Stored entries
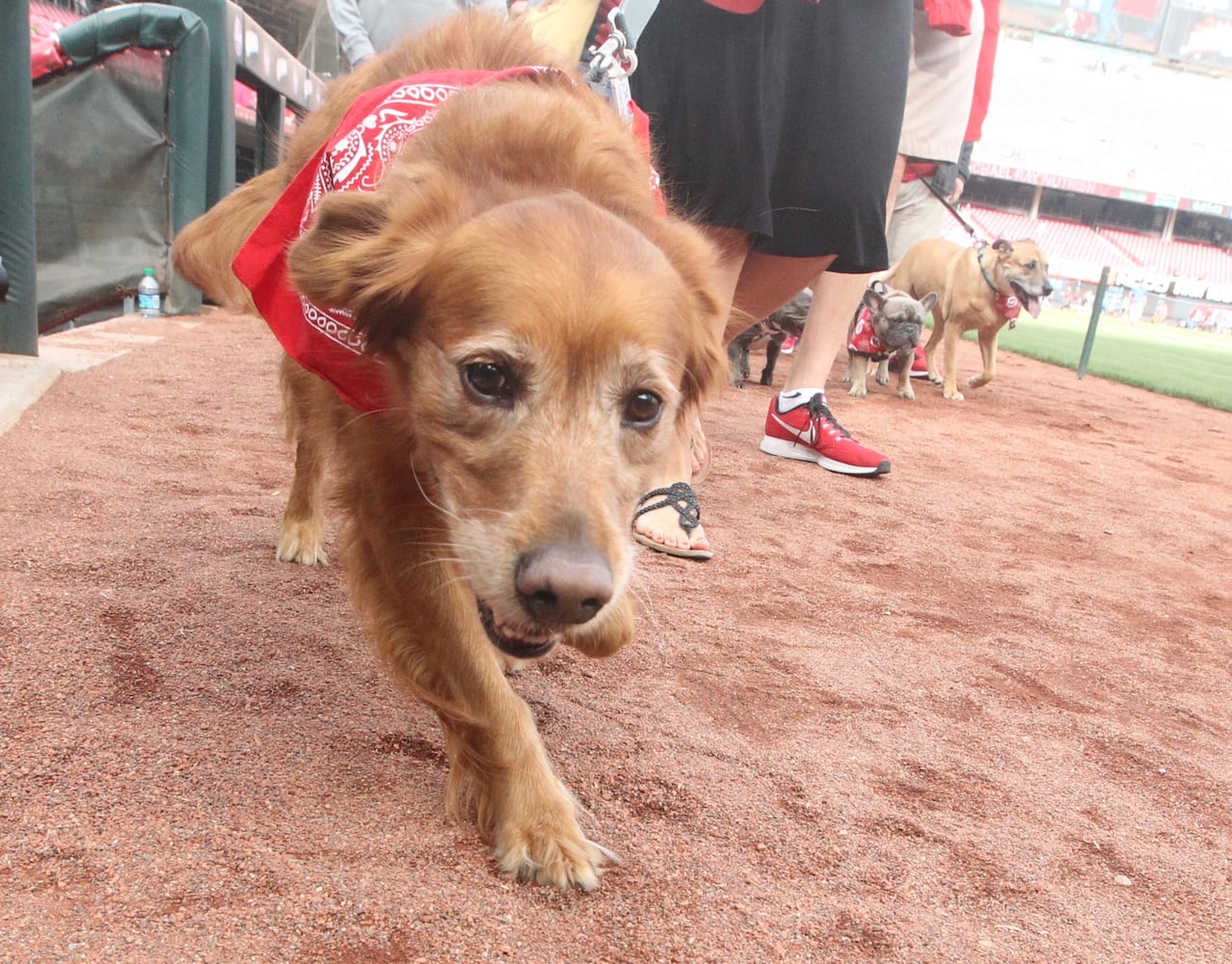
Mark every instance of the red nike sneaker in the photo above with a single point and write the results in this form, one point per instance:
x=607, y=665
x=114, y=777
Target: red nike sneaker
x=810, y=432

(TASK PROMPT)
Each record above is to be copied exactly. Drop the pictures.

(EXERCISE ANSWER)
Mark every instance of the red nike sneaker in the photo above with a single point and write the results in this form, one point per instance:
x=607, y=665
x=114, y=777
Target: red nike sneaker
x=810, y=432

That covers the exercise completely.